**PAGE**
* START *
G.R. No. 239010, July 6, 2022,
♦ Decision, Lazaro-Javier, [J]
♦ Dissenting Opinion, Leonen, [J]

SECOND DIVISION

[ G.R. No. 239010. July 06, 2022 ]

SECURITIES AND EXCHANGE COMMISSION, PETITIONER, VS. AZ 17/31 REALTY, INC., RESPONDENT.

[G.R. No. 240888]

AZUCENA LOCSIN-GARCIA, PETITIONER, VS. AZ 17/31 REALTY, INC., RESPONDENT.

DISSENTING OPINION

LEONEN, J.:

At issue here is the deceased Pacita Javier (Javier)'s inclusion as an incorporator for respondent AZ 17/31 Realty, Inc.'s incorporation. The majority did not deem this as fraud, saying that even without Javier's name, there were six other incorporators and the minimum paid-up capitalization requirements were followed.1 It declined to consider Securities and Exchange Commission Resolution No. 359, series of 2010 (SEC Resolution No. 359), saying that this did "not ripen to a doctrine of practical construction, sans judicial acquiescence."2

For the majority, then, Javier's inclusion may be a ground for criminal liability, but it cannot be a ground to dissolve the incorporation.3 Instead, the corporation supposedly should be given a reasonable time of at least six months to correct the erroneous inclusion.4

I dissent. Deliberately including a deceased incorporator who died over three years before the incorporation is a misrepresentation and a violation of the Corporation Code. It is a fraudulent act that should be dealt with by the Securities and Exchange Commission.
* END *
**MATERIAL**
* START *
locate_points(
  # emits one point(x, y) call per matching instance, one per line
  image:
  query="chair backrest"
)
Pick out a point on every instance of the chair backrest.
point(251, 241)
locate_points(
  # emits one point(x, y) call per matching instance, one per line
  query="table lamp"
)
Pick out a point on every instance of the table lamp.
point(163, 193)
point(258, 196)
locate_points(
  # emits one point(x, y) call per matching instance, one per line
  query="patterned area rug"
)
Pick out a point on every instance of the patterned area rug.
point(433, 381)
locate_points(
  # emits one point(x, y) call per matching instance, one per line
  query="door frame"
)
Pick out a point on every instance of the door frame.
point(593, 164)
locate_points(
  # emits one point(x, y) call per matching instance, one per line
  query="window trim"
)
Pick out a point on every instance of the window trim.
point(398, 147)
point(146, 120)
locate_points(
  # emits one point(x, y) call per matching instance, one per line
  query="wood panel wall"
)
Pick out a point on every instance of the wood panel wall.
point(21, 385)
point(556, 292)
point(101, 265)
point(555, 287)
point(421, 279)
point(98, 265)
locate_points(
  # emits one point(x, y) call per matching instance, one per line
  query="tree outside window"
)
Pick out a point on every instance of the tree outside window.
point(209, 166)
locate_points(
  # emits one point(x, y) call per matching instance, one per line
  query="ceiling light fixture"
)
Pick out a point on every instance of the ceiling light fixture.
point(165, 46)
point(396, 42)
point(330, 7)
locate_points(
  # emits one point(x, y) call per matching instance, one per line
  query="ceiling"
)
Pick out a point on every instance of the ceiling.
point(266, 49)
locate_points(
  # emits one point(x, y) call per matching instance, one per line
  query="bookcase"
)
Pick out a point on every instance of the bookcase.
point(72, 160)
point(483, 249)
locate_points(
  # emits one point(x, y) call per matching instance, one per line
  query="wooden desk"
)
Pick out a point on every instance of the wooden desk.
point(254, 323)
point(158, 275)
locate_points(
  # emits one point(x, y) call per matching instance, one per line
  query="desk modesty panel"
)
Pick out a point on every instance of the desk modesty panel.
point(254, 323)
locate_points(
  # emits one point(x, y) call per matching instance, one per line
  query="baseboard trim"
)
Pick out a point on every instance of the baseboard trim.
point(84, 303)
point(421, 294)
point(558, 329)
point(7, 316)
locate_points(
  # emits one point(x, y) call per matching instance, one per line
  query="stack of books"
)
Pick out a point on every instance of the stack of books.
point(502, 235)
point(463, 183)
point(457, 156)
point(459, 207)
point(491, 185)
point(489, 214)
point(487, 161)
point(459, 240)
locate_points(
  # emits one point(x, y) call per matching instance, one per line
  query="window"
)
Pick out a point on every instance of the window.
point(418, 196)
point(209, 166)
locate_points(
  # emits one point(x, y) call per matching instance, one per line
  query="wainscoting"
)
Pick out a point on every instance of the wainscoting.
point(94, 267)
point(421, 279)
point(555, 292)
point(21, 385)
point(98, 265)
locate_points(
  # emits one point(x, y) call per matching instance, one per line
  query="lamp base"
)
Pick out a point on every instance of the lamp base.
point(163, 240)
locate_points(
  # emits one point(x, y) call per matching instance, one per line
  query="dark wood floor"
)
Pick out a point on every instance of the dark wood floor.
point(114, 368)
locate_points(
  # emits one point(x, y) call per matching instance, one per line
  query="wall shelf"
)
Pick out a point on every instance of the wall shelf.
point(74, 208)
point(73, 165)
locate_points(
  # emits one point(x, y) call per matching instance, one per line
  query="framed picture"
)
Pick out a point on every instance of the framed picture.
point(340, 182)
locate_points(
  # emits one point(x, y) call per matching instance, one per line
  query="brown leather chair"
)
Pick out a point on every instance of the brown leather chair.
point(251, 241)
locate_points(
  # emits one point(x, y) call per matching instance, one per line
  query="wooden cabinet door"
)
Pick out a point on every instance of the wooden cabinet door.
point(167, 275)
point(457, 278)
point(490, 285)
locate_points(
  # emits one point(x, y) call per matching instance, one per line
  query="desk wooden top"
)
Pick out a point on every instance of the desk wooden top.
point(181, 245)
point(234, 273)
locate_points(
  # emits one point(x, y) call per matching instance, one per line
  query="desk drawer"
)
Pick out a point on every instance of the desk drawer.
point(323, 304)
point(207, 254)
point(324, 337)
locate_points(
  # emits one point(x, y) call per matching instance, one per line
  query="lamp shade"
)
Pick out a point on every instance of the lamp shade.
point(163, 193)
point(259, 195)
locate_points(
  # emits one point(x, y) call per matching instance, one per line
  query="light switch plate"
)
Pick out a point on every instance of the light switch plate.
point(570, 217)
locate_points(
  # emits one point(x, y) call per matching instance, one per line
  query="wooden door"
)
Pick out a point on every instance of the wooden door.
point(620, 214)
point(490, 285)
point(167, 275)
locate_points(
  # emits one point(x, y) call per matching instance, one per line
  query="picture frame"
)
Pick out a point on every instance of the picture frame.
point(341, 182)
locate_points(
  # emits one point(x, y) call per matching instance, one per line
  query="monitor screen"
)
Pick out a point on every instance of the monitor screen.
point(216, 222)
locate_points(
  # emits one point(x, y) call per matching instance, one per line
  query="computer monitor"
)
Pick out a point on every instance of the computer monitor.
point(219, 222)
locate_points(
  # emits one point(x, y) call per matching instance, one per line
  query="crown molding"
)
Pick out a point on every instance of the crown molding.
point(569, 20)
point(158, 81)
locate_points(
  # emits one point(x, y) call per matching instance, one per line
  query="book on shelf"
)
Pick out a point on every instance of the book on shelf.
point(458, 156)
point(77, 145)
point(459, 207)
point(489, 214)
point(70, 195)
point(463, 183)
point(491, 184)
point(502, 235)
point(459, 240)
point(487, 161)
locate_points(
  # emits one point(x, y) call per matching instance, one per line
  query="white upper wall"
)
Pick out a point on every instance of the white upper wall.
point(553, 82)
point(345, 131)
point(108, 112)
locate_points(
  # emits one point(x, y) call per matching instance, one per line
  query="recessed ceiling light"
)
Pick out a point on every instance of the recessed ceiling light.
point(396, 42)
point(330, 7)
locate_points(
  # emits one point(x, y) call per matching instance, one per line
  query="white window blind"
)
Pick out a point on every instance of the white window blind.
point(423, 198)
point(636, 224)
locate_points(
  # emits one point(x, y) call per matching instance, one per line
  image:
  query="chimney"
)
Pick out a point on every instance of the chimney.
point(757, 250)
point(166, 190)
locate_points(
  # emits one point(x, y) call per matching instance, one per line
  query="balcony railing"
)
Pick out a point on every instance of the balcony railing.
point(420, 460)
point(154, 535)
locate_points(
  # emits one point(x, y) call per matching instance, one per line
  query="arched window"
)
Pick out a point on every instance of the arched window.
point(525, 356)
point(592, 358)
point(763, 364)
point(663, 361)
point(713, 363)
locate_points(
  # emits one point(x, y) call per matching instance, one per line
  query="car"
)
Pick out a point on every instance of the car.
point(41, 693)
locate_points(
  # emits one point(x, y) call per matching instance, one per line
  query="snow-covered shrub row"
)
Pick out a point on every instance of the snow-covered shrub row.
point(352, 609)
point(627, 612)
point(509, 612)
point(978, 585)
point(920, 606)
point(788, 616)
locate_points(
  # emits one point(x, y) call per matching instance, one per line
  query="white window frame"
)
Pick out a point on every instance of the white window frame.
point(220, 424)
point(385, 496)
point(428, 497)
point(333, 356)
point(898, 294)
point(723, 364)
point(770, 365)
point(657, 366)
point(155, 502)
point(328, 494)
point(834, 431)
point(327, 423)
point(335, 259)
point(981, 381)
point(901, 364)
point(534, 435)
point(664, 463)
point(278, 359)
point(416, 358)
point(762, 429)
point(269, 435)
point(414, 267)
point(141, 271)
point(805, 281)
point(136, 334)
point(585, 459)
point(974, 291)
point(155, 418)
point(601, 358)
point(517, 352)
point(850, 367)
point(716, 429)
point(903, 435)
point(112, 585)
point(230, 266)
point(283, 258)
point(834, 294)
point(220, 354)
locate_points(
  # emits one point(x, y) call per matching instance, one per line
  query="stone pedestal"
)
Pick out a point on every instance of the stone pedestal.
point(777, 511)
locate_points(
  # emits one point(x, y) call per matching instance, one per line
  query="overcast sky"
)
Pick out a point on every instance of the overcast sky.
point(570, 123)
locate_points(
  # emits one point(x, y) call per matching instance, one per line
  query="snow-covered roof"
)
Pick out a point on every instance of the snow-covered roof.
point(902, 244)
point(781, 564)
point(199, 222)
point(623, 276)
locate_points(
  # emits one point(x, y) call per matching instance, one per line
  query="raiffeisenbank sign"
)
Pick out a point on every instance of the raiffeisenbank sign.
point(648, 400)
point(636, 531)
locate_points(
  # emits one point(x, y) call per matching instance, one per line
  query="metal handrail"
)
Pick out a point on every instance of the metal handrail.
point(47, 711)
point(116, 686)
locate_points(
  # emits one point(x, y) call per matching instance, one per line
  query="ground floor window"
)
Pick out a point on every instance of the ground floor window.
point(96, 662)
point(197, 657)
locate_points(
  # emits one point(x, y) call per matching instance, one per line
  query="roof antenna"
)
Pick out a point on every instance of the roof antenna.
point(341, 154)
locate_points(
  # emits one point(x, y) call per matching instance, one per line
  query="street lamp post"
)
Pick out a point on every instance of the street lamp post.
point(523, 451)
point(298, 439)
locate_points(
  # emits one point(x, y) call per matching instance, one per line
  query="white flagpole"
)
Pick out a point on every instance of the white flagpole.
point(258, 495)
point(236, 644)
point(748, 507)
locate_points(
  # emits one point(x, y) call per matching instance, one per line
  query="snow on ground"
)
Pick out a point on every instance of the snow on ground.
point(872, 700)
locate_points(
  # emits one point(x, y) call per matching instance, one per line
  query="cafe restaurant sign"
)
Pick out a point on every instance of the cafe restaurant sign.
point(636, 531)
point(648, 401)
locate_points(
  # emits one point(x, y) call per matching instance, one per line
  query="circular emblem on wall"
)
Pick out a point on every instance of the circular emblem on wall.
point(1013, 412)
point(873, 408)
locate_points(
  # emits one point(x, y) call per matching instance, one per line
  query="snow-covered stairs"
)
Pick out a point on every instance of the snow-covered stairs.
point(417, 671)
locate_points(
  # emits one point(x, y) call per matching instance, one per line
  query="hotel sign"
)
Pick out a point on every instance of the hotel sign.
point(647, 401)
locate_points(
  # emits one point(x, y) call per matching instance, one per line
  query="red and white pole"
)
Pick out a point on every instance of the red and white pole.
* END *
**PROBLEMS AND TASKS**
1. Decide whether each statement below agrees with the dissenting opinion above. Answer yes or no for each, and quote the words of the opinion that decide it. (a) The majority held that Javier's inclusion could support criminal liability but not the dissolution of the incorporation. (b) The dissenting opinion states that Javier died less than a year before the incorporation. (c) The majority relied on SEC Resolution No. 359 in reaching its conclusion.
2. Carry the dissenting opinion forward from its final sentence, keeping its formal judicial voice.

**EXPECTED RESULTS**
1.
(a) Yes: "Javier's inclusion may be a ground for criminal liability, but it cannot be a ground to dissolve the incorporation."
(b) No: "a deceased incorporator who died over three years before the incorporation"
(c) No: "It declined to consider Securities and Exchange Commission Resolution No. 359, series of 2010 (SEC Resolution No. 359)"

2.
I

The Securities and Exchange Commission is the regulatory agency exercising absolute jurisdiction in its control and supervision in all corporations.5 It has original and exclusive jurisdiction in its adjudication of cases involving intra-corporation disputes, the election or appointments of corporate officers, and other cases involving devices or schemes amounting to fraud or misrepresentation.6

Section 6(i) of Presidential Decree No. 902-A authorizes the Commission to suspend or revoke a corporation's certificate of registration when fraud attended its procurement.7 To effect its mandate, the Commission deputized its Company Registration and Monitoring Department in SEC Resolution No. 359, which states:

RESOLVED, [t]o AUTHORIZE the Company Registration and Monitoring Department to revoke, after complying with due process, Certificates of Incorporation of registered partnerships or corporations on the following grounds:

1. If companies fail to formally organize and commence its operation within two (2) years from the date of its incorporation;

2. If companies have been inoperative for a continuing period of at least five (5) years;

3. If companies fail to file its by-laws within the prescribed period; or

4. If companies fail to file/register for a period of at least five (5) years any of the following:

i. Financial Statements:

ii. General Information Sheets; and

iii. Stock and Transfer Book/Membership Book

5. If any of the incorporators is already deceased at the time of incorporation;

6. If any of the incorporators is a minor at the time of incorporation;

7. If any of the incorporators submitted spurious or falsified documents to prove compliance with the requirements for registration; and

8. If any of the incorporators submits false addresses and Tax Identification Numbers. (Emphasis supplied)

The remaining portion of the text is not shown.